* TO DO *
Restate word for word the span that opens with the line containing "of the medium" and closes with the final line of the data; give only those lines.

----- AVAILABLE DATA

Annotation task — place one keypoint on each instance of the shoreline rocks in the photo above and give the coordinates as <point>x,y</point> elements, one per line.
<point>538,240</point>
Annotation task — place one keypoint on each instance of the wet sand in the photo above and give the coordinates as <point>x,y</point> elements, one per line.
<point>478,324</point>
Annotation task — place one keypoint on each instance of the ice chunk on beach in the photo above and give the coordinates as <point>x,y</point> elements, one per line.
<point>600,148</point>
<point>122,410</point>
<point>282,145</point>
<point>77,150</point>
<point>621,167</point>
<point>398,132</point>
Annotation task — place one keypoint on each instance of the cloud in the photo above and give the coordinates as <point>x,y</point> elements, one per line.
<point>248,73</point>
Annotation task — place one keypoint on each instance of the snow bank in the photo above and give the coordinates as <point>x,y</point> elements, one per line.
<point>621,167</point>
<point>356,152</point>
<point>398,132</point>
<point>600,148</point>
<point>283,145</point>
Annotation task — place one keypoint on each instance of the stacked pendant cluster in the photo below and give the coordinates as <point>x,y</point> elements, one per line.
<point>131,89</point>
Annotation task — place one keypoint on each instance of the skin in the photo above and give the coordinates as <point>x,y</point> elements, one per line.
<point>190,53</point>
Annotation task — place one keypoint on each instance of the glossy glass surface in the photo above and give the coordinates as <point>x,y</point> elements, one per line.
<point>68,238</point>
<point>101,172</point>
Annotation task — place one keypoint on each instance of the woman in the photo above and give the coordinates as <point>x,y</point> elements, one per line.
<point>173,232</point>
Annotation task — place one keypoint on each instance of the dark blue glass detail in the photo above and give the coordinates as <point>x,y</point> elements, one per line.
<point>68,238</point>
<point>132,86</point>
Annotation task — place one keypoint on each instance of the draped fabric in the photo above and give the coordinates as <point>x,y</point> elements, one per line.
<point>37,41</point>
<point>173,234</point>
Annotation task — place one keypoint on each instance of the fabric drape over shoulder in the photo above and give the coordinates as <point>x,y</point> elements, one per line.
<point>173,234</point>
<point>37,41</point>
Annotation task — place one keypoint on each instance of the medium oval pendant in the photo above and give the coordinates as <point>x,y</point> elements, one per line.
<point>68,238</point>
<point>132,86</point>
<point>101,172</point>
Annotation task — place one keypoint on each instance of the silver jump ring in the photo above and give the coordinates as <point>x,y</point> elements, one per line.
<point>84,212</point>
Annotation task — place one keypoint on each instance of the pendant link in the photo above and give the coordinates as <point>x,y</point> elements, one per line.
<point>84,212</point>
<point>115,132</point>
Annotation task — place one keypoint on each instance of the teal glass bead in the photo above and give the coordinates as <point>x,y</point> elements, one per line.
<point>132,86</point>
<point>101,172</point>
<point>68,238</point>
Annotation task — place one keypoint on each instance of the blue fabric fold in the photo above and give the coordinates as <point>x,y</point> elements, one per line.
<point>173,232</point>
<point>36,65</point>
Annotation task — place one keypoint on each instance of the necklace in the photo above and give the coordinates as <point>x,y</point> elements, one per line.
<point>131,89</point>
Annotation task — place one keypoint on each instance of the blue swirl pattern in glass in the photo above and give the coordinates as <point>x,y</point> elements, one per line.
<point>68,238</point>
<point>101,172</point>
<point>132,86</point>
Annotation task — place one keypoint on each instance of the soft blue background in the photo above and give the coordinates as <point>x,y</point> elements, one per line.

----------

* YOUR RESPONSE *
Annotation task — place one keypoint on each instance of the medium oval pendant in the photo above and give the coordinates as <point>x,y</point> elements, one per line.
<point>68,238</point>
<point>132,86</point>
<point>101,172</point>
Annotation task — place one keypoint on each instance of the silver jump ring in the photo above and give the coordinates as <point>x,y</point> elements, one per line.
<point>84,212</point>
Annotation task — place one keypoint on each instance of the pendant link in the photo above and give the coordinates as <point>x,y</point> elements, one per line.
<point>84,212</point>
<point>115,132</point>
Annotation task — place one keypoint on each instance of the teal glass bead in the photo above and give the coordinates as <point>x,y</point> elements, one per line.
<point>132,86</point>
<point>101,172</point>
<point>68,238</point>
Annotation task — place one keypoint on each instance of the blue fabric fold in the photo above and give the coordinates as <point>x,y</point> elements, one per line.
<point>173,232</point>
<point>36,65</point>
Annotation task — place one keypoint on each instance of the necklace in the photo above and give the coordinates as <point>x,y</point> elements, one per line.
<point>131,89</point>
Annotation task — place one keypoint on each instance of the blue swirl pattern in glass in the photo above and give the coordinates as <point>x,y</point> elements, one per line.
<point>68,238</point>
<point>101,172</point>
<point>132,86</point>
Annotation task — place one keypoint on each instance of the soft blue background in the photo above and give the coordinates as <point>x,y</point> elements, one per line.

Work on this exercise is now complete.